-- WHAT YOU WILL DO --
Put every line of the records below into a Markdown table with the columns "Row" and "Line", numbering each row and omitting blank lines. Exclude the pictures from the table.

Point-based annotation data:

>> BEGIN

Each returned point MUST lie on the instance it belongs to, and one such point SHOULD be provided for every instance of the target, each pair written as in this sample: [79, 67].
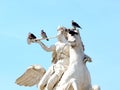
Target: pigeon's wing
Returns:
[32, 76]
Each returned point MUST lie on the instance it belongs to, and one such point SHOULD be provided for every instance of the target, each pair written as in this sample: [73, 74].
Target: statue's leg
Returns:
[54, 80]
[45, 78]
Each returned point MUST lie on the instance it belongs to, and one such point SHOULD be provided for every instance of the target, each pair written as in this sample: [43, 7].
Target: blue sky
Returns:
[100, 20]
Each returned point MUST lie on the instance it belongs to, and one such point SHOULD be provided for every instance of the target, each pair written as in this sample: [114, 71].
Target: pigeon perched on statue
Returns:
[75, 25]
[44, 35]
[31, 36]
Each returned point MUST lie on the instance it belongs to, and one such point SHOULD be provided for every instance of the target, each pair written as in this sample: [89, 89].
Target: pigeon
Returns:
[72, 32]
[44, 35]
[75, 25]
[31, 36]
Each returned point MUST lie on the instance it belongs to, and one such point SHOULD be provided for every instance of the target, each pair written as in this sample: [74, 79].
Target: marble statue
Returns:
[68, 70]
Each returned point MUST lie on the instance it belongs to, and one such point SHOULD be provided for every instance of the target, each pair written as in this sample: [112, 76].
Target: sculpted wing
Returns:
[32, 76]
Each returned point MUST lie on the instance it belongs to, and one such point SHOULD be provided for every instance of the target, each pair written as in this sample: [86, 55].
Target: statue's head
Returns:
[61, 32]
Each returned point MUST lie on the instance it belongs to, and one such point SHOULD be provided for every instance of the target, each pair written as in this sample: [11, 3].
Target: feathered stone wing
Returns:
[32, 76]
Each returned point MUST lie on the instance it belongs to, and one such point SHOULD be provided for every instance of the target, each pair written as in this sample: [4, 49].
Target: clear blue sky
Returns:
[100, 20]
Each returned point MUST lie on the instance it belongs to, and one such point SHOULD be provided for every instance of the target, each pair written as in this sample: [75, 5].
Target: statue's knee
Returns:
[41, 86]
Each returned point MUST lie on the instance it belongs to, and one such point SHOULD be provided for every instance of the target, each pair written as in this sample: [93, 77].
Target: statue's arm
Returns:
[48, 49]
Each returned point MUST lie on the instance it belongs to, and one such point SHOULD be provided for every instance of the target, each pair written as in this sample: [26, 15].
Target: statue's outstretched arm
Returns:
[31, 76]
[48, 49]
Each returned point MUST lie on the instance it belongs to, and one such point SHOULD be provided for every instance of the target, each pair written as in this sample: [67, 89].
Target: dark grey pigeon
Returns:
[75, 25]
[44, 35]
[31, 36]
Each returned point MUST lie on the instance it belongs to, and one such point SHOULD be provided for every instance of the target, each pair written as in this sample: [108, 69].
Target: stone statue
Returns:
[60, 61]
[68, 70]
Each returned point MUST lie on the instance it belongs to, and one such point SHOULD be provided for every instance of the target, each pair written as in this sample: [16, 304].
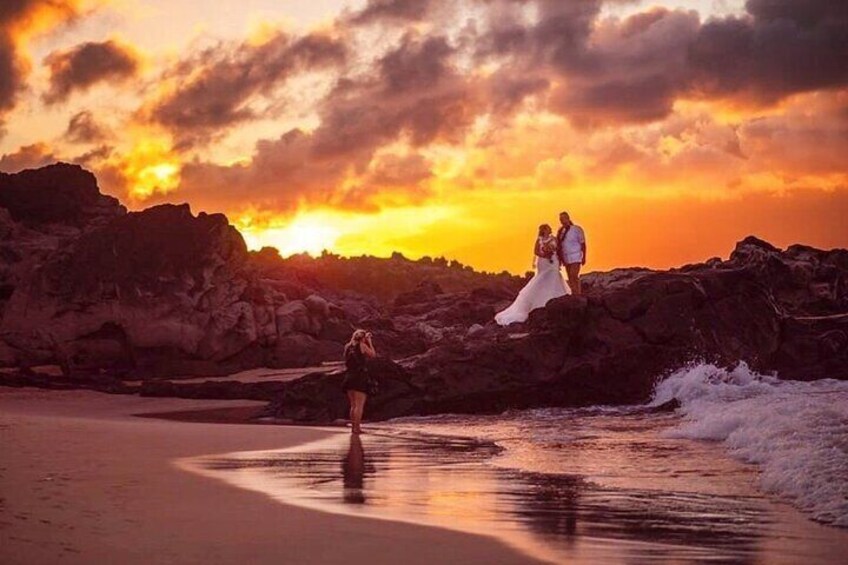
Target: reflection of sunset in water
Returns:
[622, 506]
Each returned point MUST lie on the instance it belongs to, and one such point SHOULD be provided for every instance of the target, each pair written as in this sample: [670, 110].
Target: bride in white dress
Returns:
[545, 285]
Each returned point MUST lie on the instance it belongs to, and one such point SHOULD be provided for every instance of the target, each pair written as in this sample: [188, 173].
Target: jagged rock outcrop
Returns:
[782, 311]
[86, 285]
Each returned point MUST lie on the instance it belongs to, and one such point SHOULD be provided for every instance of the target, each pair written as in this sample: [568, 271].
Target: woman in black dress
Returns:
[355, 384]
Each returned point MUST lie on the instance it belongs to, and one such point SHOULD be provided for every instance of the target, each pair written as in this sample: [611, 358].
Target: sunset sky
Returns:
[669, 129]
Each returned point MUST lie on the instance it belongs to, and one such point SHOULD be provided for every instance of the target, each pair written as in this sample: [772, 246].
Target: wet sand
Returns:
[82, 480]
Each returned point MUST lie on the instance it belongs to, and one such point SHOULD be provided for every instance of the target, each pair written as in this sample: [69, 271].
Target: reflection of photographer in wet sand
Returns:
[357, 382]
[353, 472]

>> END

-- OUTPUT OF THE EXERCISE --
| Row | Line |
|---|---|
| 1 | Each returned point MUST lie on the instance it belongs to, and one such point SHOULD be provided for every instance of the target, each pair written as in this sample: [79, 67]. |
| 2 | Target: pigeon's wing |
| 3 | Returns: |
| 4 | [32, 76] |
| 5 | Each returned point MUST lie on the instance it belongs to, and one such point SHOULD be provided for every instance of the target, each pair written as in this sample: [73, 74]. |
| 6 | Target: statue's leg |
| 7 | Returns: |
| 8 | [54, 80] |
| 9 | [45, 78] |
| 10 | Each returned point MUST lie on the instance it belongs to, and one such point SHOULD be provided for every instance of the target, each pair written as in this sample: [43, 7]. |
| 11 | Target: blue sky |
| 12 | Returns: |
| 13 | [100, 20] |
| 14 | Each returned point MUST lie on the instance it belongs to, and one such point SHOULD be provided for every instance of the target, each pair written as in this sample: [114, 71]. |
| 15 | Target: pigeon perched on statue |
| 16 | Returns: |
| 17 | [75, 25] |
| 18 | [44, 35] |
| 19 | [31, 36] |
| 20 | Each returned point MUST lie on the instance it belongs to, and one such point SHOULD be provided for every instance of the target, each pair written as in this sample: [89, 89]. |
| 21 | Target: pigeon |
| 22 | Returns: |
| 23 | [72, 32] |
| 24 | [44, 35] |
| 25 | [75, 25] |
| 26 | [31, 36] |
| 27 | Each returned point MUST lie on the instance it belongs to, and one such point SHOULD be provided for every instance of the target, each pair written as in this sample: [74, 79]. |
| 28 | Target: marble statue |
| 29 | Returns: |
| 30 | [68, 70] |
| 31 | Each returned point MUST lie on the instance it belongs to, and one such point SHOULD be provided for every instance of the target, each pair written as in this sample: [112, 76]. |
| 32 | Target: sculpted wing |
| 33 | Returns: |
| 34 | [32, 76] |
| 35 | Each returned point MUST lie on the instance it belongs to, and one such point SHOULD be provided for every instance of the target, each pair written as in this sample: [86, 55]. |
| 36 | Target: statue's head |
| 37 | Returns: |
| 38 | [61, 32] |
| 39 | Each returned point MUST lie on the instance it belongs to, and one such point SHOULD be provided for every instance of the target, each pair written as in this sample: [11, 3]. |
| 40 | Target: feathered stone wing |
| 41 | Returns: |
| 42 | [32, 76] |
| 43 | Each returned point MUST lie on the instance it belongs to, and one such point SHOULD be provided for every instance of the target, each pair written as in this sample: [4, 49]. |
| 44 | Target: clear blue sky |
| 45 | Returns: |
| 46 | [100, 20] |
| 47 | Each returned point MUST lie on the instance it belongs to, and one such point SHOULD be provided for every instance of the target, each pair written as in this sample: [75, 5]. |
| 48 | Target: statue's knee |
| 49 | Returns: |
| 50 | [41, 86] |
| 51 | Each returned point MUST lie on the instance it belongs to, and one such point SHOULD be provided for every instance of the target, each pair written as in this sample: [93, 77]. |
| 52 | Target: statue's arm |
| 53 | Returns: |
| 54 | [48, 49] |
| 55 | Each returned point MUST lie on the instance it belongs to, and one such point SHOULD be provided for every instance of the target, each pair written as in this sample: [26, 15]. |
| 56 | Target: statue's outstretched arm |
| 57 | Returns: |
| 58 | [31, 76] |
| 59 | [48, 49] |
| 60 | Each returned point MUST lie on the instance it belongs to, and one such point SHOULD be provided for every instance of the target, each pair written as in this sample: [67, 89]. |
| 61 | Target: dark grey pigeon |
| 62 | Returns: |
| 63 | [75, 25] |
| 64 | [44, 35] |
| 65 | [31, 36] |
| 66 | Each returned point MUST lie on the instance it belongs to, and one such point SHOULD be provided for every instance of the target, each pair written as in this sample: [108, 69]. |
| 67 | Target: stone statue |
| 68 | Returns: |
| 69 | [60, 61] |
| 70 | [68, 70] |
| 71 | Each returned point MUST lie on the instance it belongs to, and one such point SHOULD be provided for every instance of the target, each pair written as in this sample: [16, 304]. |
| 72 | Target: reflection of sunset in water |
| 73 | Returns: |
| 74 | [622, 506] |
| 75 | Each returned point MUST lie on the instance it belongs to, and one such point SHOULD be provided for every instance of the target, each pair written as in this sample: [670, 110]. |
| 76 | Target: bride in white dress |
| 77 | Returns: |
| 78 | [545, 285] |
| 79 | Each returned point MUST lie on the instance it belongs to, and one such point SHOULD be provided for every instance of the target, each pair written as in this sample: [188, 173]. |
| 80 | Target: jagged rock outcrop |
| 81 | Returns: |
| 82 | [782, 311] |
| 83 | [86, 285] |
| 84 | Each returned point MUST lie on the instance it belongs to, and one such point SHOULD be provided for every instance of the target, each pair written as in this sample: [568, 271]. |
| 85 | Target: woman in black dress |
| 86 | Returns: |
| 87 | [355, 384] |
| 88 | Each returned point MUST lie on the instance it belongs to, and one such point SHOULD be provided for every instance of the target, each pair written as in this sample: [611, 358]. |
| 89 | Target: sunset sky |
| 90 | Returns: |
| 91 | [669, 129] |
| 92 | Each returned point MUST lie on the instance it belongs to, and one such point SHOULD be provided for every instance of the target, each pair written as in this sample: [772, 246]. |
| 93 | Target: wet sand |
| 94 | Returns: |
| 95 | [82, 480] |
| 96 | Each returned point MUST lie on the instance it belongs to, and one such point SHOULD be provided for every instance of the target, each pair written as in this sample: [69, 271]. |
| 97 | Target: reflection of photographer in wet sand |
| 98 | Returns: |
| 99 | [357, 382] |
| 100 | [353, 472] |